(Given text)
# Is There An Online Ebc Chart?



## Fermented (9/12/08)

Hello!

I'm looking for an online EBC colour chart so that I gain a better understanding of the BJCP guidelines. 

Regrettably, my Google-fu has failed me. 

Ideally, I'm looking for a PDF that I can print out. Yes, I recognise that without closed loop colour calibration of the system which generated the PDF and my printer, screen and printer drivers that there will be colour differences, but all I'm looking for is something I can use to gain a relative understanding of the expected colours for styles to use as a creative guideline.

Any hints on this one?

Cheers - Fermented.


----------



## itguy1953 (9/12/08)

Fermented said:


> Hello!
> 
> I'm looking for an online EBC colour chart so that I gain a better understanding of the BJCP guidelines.
> 
> ...



Try the brew calc link below.

http://www.aussiehomebrewer.com/forum/inde...ule=calc#colour

Barry


----------



## Stuster (9/12/08)

Just a note on those colour calculations which use out-of-date conversions. Lovibond and SRM are now generally calculated the same, and EBC is more or less double SRM. See the mighty wiki for details here.


----------



## Belgrave Brewer (9/12/08)

SRM Chart:
http://www.homebrewtalk.com/wiki/index.php/Malts_Chart


----------



## Aaron (9/12/08)

If you want to use online versions you really need to calibrate your monitor and your printer if you are going to print. You can get a lot of variation in the way monitors display colours and the way printers reproduce them. That said it will probably do as a rough guide.


----------



## mika (9/12/08)

SNAP ! I was googling for this today as well, just by random chance. However I seem to recall a BYO article, that I haven't read (just looked at the pretty pictures) where they had pictured a bunch of very different looking beers all with the same SRM value, apparently due to inaccuracies in the method used to test the SRM, not in the way the SRM was calculated by the brewing software, which is a significant factor off again. As I say, haven't read it yet, but thought it worth mentioning...just to muddy the waters a little more.


----------



## Fermented (9/12/08)

Stuster said:


> Just a note on those colour calculations which use out-of-date conversions. Lovibond and SRM are now generally calculated the same, and EBC is more or less double SRM. See the mighty wiki for details here.

(Entries)
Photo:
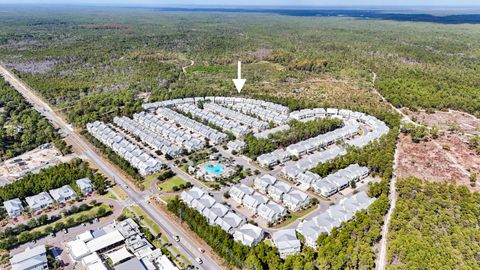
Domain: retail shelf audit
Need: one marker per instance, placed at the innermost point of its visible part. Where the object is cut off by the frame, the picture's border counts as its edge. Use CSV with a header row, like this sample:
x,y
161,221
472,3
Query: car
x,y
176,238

---

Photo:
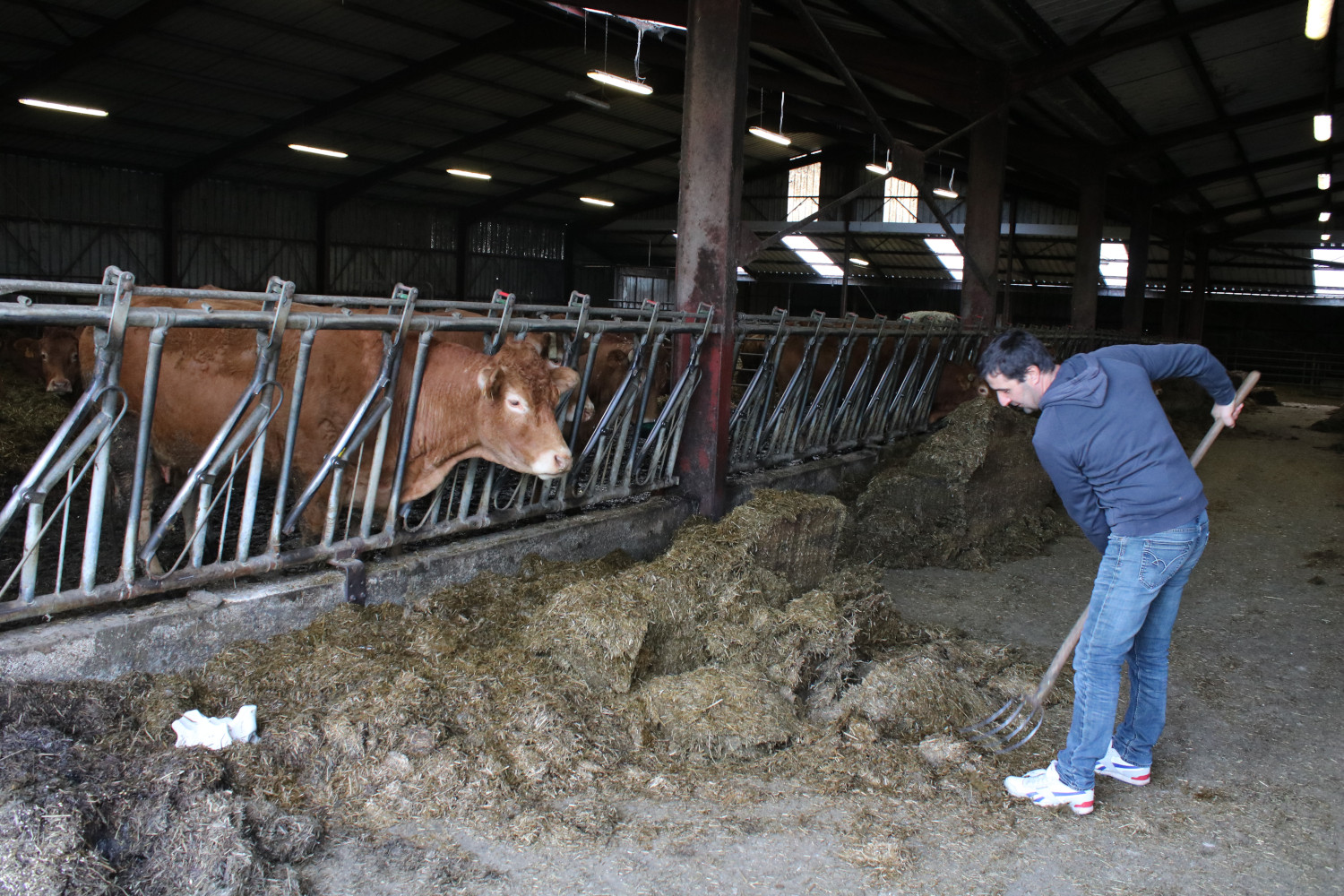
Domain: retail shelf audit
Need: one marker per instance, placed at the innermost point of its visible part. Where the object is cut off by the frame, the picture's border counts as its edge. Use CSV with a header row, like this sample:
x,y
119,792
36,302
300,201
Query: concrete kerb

--

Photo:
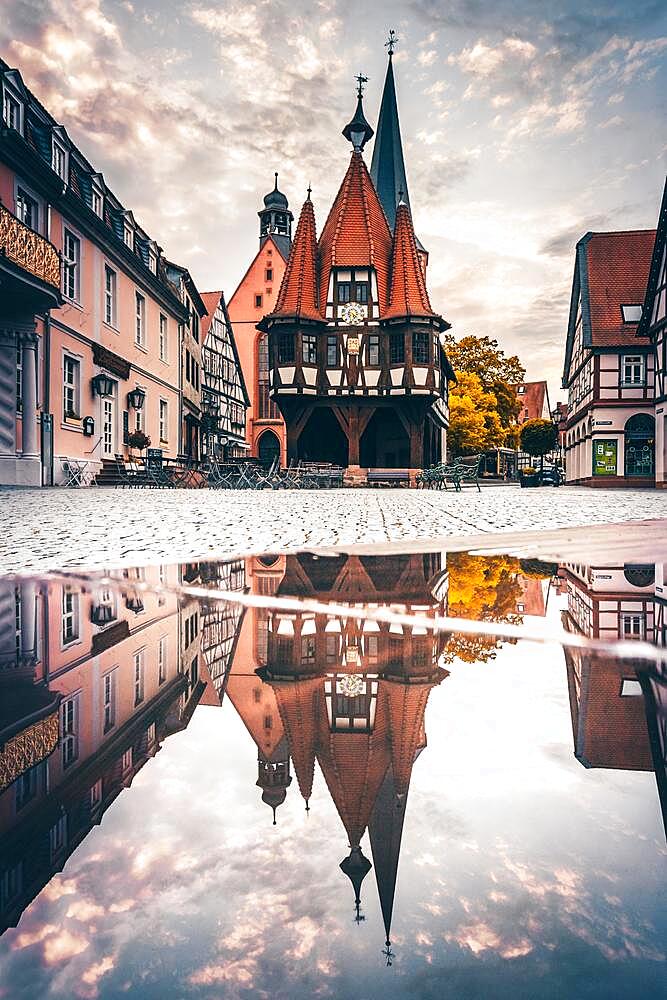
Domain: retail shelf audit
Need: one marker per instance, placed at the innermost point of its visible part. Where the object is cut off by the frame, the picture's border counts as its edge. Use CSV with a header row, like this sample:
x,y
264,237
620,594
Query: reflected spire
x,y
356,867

(Brief) Could you please say how the forum thread compares EBC with SRM? These records have no connection to the forum thread.

(Complete output) EBC is more or less double SRM.